(Natural-language object grounding data)
==*==
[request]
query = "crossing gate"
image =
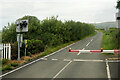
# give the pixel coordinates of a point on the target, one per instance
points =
(6, 51)
(95, 51)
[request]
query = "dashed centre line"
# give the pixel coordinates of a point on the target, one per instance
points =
(80, 52)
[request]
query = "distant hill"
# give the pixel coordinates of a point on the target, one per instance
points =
(105, 24)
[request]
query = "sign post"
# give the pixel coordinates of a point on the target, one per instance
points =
(22, 26)
(25, 41)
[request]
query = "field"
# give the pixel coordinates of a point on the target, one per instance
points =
(110, 39)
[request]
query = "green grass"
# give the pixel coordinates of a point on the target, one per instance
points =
(53, 49)
(0, 37)
(46, 52)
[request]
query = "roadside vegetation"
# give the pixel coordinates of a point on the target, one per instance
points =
(44, 37)
(111, 39)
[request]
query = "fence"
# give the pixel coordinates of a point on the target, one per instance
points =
(6, 51)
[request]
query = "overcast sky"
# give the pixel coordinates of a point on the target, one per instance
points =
(79, 10)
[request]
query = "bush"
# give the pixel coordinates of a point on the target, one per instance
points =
(4, 61)
(7, 67)
(29, 54)
(35, 46)
(14, 50)
(14, 64)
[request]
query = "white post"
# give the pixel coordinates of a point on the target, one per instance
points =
(9, 57)
(4, 51)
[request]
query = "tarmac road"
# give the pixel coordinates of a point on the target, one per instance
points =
(63, 64)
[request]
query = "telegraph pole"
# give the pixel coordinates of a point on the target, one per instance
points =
(22, 26)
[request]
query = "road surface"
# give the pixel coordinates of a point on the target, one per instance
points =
(65, 65)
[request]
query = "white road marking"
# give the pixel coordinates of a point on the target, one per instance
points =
(91, 39)
(108, 70)
(62, 69)
(80, 52)
(35, 61)
(88, 60)
(54, 59)
(88, 44)
(44, 58)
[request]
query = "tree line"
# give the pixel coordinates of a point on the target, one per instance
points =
(49, 32)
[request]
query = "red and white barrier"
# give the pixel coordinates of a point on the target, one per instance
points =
(95, 51)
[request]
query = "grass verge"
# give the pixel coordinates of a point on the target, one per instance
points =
(10, 64)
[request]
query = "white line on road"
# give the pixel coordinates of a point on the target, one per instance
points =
(88, 44)
(88, 60)
(62, 69)
(91, 39)
(67, 60)
(34, 61)
(44, 58)
(80, 52)
(54, 59)
(108, 70)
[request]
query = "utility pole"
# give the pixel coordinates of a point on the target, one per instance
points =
(22, 26)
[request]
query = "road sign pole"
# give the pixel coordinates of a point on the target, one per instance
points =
(25, 50)
(19, 47)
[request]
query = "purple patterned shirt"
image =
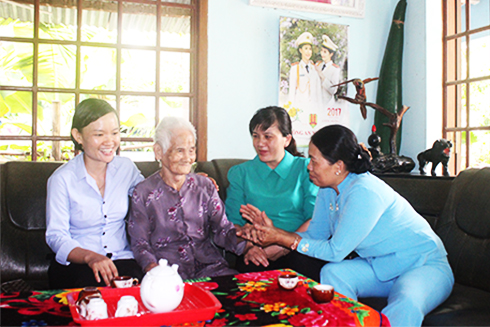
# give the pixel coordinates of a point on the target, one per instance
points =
(183, 226)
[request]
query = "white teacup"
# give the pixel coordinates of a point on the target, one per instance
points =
(288, 281)
(127, 306)
(124, 281)
(96, 309)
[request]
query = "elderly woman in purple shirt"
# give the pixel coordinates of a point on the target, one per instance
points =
(177, 215)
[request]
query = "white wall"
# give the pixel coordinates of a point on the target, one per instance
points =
(243, 68)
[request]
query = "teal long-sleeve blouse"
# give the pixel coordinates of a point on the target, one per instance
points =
(285, 193)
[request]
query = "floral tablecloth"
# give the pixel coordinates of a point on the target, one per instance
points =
(251, 299)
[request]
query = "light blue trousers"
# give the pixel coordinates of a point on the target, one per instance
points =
(410, 296)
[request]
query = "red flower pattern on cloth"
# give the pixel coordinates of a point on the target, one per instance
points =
(247, 316)
(219, 322)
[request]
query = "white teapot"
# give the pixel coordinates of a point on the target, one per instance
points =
(162, 288)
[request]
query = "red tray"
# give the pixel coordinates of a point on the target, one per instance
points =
(197, 305)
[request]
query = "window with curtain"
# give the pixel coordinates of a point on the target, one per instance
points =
(466, 82)
(145, 57)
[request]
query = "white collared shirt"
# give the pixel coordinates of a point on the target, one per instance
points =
(78, 216)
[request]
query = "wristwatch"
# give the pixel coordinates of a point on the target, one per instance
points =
(295, 244)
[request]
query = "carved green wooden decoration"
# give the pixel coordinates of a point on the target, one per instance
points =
(389, 94)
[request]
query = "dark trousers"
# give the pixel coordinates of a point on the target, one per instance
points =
(303, 264)
(81, 275)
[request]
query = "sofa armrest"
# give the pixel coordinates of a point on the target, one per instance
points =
(426, 194)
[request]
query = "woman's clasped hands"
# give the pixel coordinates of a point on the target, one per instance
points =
(261, 230)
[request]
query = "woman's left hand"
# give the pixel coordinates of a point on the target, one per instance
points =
(254, 215)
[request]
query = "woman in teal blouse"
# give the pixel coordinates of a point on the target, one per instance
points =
(399, 255)
(275, 181)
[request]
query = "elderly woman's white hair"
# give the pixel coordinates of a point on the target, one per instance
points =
(166, 130)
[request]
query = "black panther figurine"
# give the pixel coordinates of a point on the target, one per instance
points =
(438, 154)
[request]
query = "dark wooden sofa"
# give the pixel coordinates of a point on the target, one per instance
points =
(458, 209)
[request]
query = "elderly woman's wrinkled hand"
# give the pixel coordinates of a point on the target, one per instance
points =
(257, 256)
(212, 180)
(247, 232)
(254, 215)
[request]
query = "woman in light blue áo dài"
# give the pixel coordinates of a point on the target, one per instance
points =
(400, 257)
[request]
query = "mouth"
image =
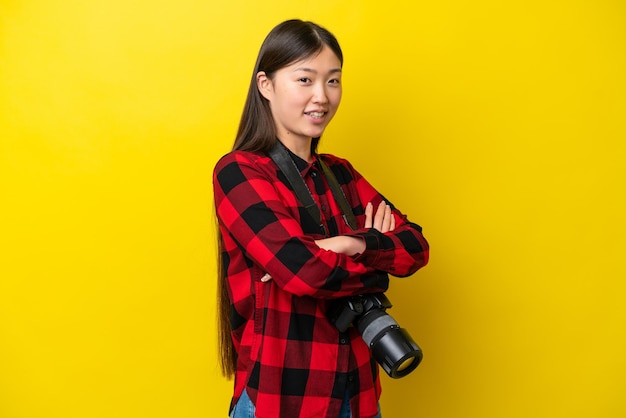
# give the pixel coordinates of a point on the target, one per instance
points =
(315, 115)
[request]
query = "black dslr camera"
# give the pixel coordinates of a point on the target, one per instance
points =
(392, 346)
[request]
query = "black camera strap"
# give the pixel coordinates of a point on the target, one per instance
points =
(286, 164)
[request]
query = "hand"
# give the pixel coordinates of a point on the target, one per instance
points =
(383, 221)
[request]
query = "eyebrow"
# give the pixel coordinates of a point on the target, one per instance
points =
(310, 70)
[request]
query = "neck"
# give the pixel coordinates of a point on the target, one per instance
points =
(300, 147)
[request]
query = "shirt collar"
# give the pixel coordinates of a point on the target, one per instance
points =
==*==
WHAT IS REQUIRED – Show all lines from the data that contain "shirt".

WRITTEN RESPONSE –
query = "purple patterned shirt"
query = "elderly woman in purple shirt"
query = "white collared shirt"
query = "shirt collar"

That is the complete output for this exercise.